> _Given problem_
Could you reproduce, unchanged, the lines of the records that begin at the line containing "Should you be willing to segment every instance of the path" and stop after the line containing "206], [117, 206]]]"?

> _Task data_
=-=-=-=-=

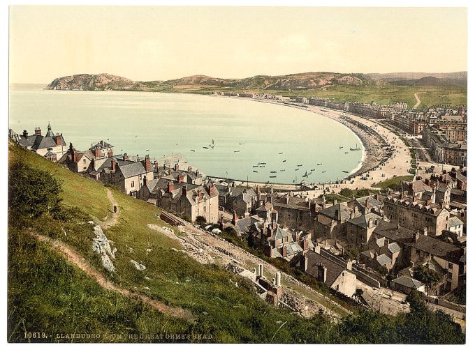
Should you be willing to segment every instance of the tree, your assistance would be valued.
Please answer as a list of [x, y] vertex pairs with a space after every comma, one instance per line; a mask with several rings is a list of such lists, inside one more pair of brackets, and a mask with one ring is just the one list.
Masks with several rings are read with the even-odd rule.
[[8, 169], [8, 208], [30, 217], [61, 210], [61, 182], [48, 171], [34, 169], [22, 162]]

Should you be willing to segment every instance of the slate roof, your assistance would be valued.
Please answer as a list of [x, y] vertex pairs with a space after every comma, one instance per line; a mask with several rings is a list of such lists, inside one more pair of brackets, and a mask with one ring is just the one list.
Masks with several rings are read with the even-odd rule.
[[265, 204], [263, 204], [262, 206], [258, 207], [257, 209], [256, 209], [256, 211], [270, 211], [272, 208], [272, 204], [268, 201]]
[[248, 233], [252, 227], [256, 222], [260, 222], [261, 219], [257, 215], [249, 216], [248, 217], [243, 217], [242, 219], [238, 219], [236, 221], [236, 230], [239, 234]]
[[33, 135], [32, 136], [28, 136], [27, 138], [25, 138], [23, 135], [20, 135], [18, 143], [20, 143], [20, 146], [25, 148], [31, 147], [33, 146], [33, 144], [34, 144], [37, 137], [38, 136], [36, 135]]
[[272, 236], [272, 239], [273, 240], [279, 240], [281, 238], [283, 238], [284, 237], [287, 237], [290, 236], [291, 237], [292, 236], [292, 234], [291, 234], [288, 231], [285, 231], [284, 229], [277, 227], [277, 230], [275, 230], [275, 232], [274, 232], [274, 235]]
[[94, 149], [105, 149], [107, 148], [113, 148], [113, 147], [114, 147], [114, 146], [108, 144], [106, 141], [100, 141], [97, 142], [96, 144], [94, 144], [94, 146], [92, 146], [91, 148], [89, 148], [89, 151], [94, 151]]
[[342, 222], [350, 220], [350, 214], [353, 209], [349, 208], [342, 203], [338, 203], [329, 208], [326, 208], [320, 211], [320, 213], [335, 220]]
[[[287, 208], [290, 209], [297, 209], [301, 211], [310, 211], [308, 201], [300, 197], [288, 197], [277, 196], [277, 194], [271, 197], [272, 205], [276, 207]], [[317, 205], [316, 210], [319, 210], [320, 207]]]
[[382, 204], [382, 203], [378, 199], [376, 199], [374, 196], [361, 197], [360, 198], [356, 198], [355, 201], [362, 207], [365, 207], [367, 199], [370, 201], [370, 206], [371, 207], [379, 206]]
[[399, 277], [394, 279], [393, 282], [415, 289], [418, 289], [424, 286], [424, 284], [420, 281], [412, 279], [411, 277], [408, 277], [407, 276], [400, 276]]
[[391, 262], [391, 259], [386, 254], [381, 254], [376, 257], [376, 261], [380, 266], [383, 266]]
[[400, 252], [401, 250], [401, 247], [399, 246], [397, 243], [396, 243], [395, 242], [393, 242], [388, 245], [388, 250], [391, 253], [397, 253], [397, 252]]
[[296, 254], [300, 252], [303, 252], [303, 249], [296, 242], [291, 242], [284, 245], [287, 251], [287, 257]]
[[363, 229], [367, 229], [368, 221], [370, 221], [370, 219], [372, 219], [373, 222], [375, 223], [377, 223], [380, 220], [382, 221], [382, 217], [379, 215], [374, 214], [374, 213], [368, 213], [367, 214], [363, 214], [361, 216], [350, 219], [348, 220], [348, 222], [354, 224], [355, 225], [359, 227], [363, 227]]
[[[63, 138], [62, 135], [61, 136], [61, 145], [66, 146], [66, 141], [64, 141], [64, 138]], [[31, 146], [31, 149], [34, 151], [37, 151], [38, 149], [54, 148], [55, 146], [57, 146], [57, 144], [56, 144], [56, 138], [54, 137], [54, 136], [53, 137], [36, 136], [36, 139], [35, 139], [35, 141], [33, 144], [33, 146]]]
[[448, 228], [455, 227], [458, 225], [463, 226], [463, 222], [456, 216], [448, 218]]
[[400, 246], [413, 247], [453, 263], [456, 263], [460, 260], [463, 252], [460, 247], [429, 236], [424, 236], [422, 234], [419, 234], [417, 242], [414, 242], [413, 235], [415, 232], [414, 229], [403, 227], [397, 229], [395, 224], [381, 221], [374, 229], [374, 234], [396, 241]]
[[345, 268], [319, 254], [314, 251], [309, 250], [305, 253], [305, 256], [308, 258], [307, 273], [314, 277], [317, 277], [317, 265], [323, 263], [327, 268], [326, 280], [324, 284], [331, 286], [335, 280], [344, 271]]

=-=-=-=-=

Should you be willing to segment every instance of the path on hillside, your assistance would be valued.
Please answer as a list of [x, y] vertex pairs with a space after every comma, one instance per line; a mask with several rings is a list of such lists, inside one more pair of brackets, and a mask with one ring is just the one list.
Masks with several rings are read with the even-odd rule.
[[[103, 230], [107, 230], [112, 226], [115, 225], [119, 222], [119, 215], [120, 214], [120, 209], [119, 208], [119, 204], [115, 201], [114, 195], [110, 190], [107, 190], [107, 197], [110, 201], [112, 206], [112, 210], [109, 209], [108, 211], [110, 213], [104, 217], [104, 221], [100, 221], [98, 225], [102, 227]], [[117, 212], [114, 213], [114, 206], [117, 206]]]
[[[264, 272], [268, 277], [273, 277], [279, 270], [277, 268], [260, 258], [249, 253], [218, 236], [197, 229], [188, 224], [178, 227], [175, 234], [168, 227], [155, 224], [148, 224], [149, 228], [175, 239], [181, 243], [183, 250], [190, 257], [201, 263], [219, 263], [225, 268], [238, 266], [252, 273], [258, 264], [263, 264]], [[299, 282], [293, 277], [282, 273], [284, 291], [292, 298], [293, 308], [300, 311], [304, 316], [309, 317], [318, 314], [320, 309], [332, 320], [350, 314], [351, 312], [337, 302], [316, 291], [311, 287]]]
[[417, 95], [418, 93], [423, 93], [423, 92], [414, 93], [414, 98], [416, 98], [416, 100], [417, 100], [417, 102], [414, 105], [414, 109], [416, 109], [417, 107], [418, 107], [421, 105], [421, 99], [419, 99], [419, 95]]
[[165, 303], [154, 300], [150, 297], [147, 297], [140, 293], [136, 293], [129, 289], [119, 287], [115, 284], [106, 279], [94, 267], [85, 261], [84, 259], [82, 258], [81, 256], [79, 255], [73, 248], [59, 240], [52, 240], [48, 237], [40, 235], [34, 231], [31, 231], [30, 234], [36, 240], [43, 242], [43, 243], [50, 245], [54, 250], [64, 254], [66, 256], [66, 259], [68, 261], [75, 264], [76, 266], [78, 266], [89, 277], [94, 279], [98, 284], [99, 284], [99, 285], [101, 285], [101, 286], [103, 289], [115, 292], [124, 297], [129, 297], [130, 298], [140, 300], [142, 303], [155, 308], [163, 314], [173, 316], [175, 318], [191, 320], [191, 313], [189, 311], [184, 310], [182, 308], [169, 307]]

=-=-=-=-=

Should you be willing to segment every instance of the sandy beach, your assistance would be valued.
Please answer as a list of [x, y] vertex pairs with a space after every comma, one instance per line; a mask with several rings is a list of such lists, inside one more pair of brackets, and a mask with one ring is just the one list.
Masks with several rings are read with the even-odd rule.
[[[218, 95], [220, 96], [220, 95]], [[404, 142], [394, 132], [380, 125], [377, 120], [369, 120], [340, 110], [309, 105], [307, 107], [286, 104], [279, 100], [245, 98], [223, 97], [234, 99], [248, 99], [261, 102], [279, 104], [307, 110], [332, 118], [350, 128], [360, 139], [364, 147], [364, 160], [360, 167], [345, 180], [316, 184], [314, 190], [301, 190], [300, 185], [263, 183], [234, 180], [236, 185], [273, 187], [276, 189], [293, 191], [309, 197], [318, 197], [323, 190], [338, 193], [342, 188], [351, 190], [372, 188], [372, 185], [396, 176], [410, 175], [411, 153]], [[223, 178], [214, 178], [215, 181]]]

=-=-=-=-=

> _Written reply_
Should you be willing to segment every instance of the path on hillside, your assistance would be valued.
Please answer as a list of [x, y] vertex pairs with a space after every comma, one instance per line; a mask with several rings is a list of such lists, inside one more pair of brackets, and a mask with one ring is just the one list.
Masks with several rings are read with the even-odd rule.
[[[103, 230], [107, 230], [112, 226], [115, 225], [119, 222], [119, 215], [120, 214], [120, 209], [119, 208], [119, 204], [115, 201], [114, 195], [110, 190], [107, 190], [107, 197], [110, 201], [112, 206], [112, 210], [109, 209], [108, 211], [110, 213], [104, 217], [104, 221], [100, 221], [98, 225], [102, 227]], [[117, 212], [114, 213], [114, 206], [117, 206]]]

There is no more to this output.